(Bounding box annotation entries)

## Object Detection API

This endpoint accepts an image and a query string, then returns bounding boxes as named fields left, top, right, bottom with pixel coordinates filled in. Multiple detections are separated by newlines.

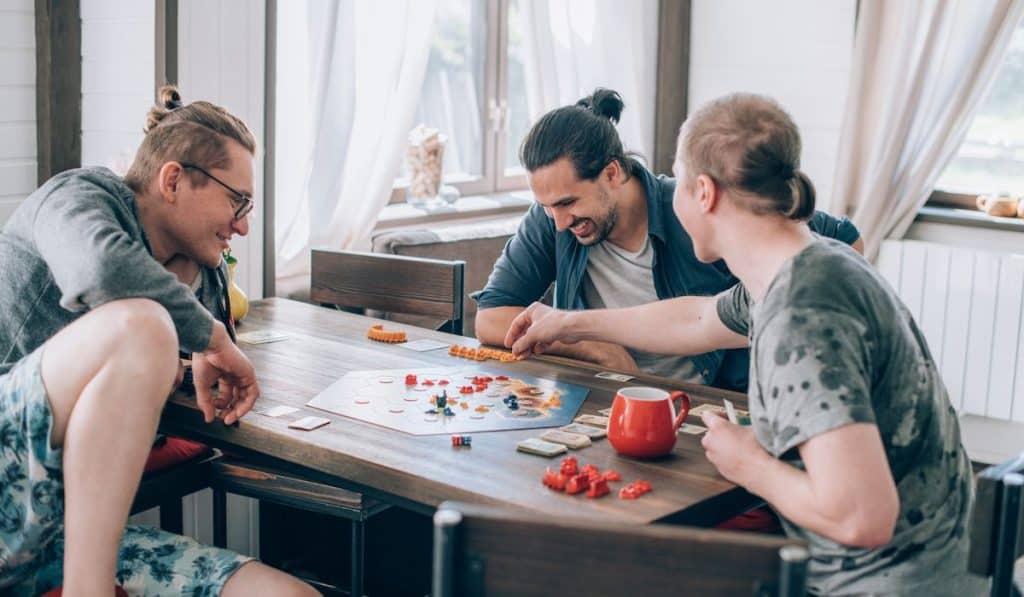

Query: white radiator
left=877, top=241, right=1024, bottom=421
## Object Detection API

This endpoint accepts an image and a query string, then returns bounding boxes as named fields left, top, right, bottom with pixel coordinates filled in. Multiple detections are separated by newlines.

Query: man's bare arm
left=476, top=307, right=639, bottom=373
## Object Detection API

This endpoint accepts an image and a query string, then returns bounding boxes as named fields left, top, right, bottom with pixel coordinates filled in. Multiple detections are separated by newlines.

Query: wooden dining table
left=161, top=298, right=759, bottom=526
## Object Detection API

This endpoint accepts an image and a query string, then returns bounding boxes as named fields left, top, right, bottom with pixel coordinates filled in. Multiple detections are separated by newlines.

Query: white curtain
left=274, top=0, right=436, bottom=287
left=830, top=0, right=1024, bottom=259
left=519, top=0, right=658, bottom=160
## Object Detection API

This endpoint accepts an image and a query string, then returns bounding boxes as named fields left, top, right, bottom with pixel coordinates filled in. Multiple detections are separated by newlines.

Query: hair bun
left=157, top=85, right=184, bottom=110
left=577, top=87, right=626, bottom=124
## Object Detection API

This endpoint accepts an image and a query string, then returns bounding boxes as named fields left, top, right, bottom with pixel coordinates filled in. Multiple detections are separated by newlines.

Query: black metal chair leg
left=991, top=473, right=1024, bottom=597
left=213, top=489, right=227, bottom=548
left=160, top=498, right=184, bottom=535
left=350, top=520, right=367, bottom=597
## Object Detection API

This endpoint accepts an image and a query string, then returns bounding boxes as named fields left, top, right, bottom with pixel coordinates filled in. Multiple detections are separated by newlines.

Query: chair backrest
left=432, top=502, right=808, bottom=597
left=968, top=454, right=1024, bottom=596
left=310, top=249, right=466, bottom=335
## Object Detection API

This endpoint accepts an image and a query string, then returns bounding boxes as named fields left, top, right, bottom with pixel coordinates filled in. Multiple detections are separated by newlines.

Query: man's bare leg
left=41, top=299, right=178, bottom=597
left=220, top=562, right=319, bottom=597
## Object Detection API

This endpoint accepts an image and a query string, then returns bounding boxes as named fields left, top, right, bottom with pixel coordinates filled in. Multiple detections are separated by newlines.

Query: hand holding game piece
left=193, top=322, right=259, bottom=425
left=700, top=413, right=771, bottom=484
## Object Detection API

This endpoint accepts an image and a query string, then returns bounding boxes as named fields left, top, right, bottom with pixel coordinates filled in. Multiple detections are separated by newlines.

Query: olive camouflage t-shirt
left=718, top=238, right=985, bottom=595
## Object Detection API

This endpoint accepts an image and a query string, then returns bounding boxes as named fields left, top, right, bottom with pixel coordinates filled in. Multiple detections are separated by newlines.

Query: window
left=930, top=22, right=1024, bottom=209
left=392, top=0, right=529, bottom=201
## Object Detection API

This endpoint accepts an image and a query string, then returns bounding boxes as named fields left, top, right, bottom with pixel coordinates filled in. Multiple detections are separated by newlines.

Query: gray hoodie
left=0, top=168, right=229, bottom=375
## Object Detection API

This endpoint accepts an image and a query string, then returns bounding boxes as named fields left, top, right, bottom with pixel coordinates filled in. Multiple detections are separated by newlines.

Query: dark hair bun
left=577, top=87, right=626, bottom=124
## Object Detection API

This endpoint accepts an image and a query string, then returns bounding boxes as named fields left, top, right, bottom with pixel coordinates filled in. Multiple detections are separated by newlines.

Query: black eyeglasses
left=181, top=162, right=256, bottom=220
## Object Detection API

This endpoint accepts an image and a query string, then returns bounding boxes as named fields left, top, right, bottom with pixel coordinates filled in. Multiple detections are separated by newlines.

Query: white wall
left=689, top=0, right=856, bottom=214
left=0, top=0, right=37, bottom=225
left=178, top=0, right=265, bottom=556
left=81, top=0, right=156, bottom=175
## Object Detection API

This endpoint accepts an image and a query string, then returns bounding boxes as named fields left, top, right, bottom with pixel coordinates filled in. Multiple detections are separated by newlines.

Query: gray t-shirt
left=0, top=168, right=225, bottom=375
left=583, top=234, right=705, bottom=384
left=718, top=238, right=985, bottom=595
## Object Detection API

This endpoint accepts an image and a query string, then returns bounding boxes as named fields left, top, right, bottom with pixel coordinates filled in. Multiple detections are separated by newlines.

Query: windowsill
left=375, top=190, right=534, bottom=230
left=914, top=206, right=1024, bottom=232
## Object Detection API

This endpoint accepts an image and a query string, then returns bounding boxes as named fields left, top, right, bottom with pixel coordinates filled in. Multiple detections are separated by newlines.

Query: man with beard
left=473, top=89, right=862, bottom=390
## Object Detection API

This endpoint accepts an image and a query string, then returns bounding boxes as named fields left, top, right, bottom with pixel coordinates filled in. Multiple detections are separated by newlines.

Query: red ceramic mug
left=608, top=387, right=690, bottom=458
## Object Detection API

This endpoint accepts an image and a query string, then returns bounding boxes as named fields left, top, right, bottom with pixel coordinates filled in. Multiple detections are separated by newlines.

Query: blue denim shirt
left=470, top=169, right=860, bottom=390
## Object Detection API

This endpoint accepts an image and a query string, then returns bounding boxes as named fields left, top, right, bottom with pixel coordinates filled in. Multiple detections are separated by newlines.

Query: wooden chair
left=432, top=502, right=809, bottom=597
left=310, top=250, right=466, bottom=336
left=203, top=251, right=465, bottom=595
left=968, top=453, right=1024, bottom=597
left=131, top=437, right=219, bottom=535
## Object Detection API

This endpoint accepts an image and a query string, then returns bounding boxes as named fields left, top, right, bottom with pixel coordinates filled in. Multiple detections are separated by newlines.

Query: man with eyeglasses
left=0, top=88, right=317, bottom=597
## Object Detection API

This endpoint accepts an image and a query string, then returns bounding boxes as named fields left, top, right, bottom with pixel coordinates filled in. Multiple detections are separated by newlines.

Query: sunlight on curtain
left=274, top=0, right=436, bottom=281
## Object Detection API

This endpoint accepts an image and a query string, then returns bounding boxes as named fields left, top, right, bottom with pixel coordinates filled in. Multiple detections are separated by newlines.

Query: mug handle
left=669, top=391, right=690, bottom=431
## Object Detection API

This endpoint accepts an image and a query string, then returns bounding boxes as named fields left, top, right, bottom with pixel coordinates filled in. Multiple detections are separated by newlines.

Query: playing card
left=573, top=415, right=608, bottom=427
left=559, top=423, right=608, bottom=439
left=288, top=417, right=331, bottom=431
left=541, top=429, right=590, bottom=450
left=594, top=371, right=636, bottom=381
left=398, top=338, right=449, bottom=352
left=515, top=437, right=568, bottom=458
left=238, top=330, right=288, bottom=344
left=256, top=404, right=298, bottom=417
left=679, top=423, right=708, bottom=435
left=690, top=404, right=725, bottom=417
left=722, top=398, right=739, bottom=425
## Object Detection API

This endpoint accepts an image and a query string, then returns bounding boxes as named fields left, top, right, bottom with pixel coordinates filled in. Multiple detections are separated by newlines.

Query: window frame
left=388, top=0, right=528, bottom=205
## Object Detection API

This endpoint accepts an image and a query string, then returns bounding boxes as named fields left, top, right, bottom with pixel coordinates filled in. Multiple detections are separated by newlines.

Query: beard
left=572, top=190, right=618, bottom=247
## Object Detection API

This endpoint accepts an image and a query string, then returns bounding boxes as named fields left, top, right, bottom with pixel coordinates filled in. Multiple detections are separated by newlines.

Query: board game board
left=307, top=364, right=590, bottom=435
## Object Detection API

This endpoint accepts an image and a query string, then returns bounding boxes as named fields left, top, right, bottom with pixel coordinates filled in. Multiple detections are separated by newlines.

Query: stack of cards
left=515, top=437, right=568, bottom=458
left=541, top=429, right=590, bottom=450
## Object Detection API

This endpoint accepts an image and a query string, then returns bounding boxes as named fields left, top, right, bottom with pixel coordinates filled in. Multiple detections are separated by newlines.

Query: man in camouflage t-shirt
left=718, top=239, right=985, bottom=595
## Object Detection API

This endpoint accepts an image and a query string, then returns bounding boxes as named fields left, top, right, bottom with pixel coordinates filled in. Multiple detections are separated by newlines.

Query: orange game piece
left=367, top=324, right=406, bottom=344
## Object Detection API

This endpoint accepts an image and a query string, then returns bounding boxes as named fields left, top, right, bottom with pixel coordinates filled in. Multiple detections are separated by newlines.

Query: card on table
left=238, top=330, right=288, bottom=344
left=398, top=338, right=450, bottom=352
left=256, top=404, right=299, bottom=417
left=690, top=404, right=725, bottom=418
left=515, top=437, right=568, bottom=458
left=559, top=423, right=608, bottom=439
left=572, top=415, right=608, bottom=428
left=541, top=429, right=590, bottom=450
left=594, top=371, right=636, bottom=381
left=288, top=417, right=331, bottom=431
left=679, top=423, right=708, bottom=435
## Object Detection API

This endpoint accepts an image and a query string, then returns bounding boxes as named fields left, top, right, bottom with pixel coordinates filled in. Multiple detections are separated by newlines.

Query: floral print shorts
left=0, top=348, right=252, bottom=597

Problem details =>
Extract each line of the listing above that contains the word "camouflage", reproducing each line unchanged.

Task output =>
Query: olive camouflage t-shirt
Query: man in camouflage t-shirt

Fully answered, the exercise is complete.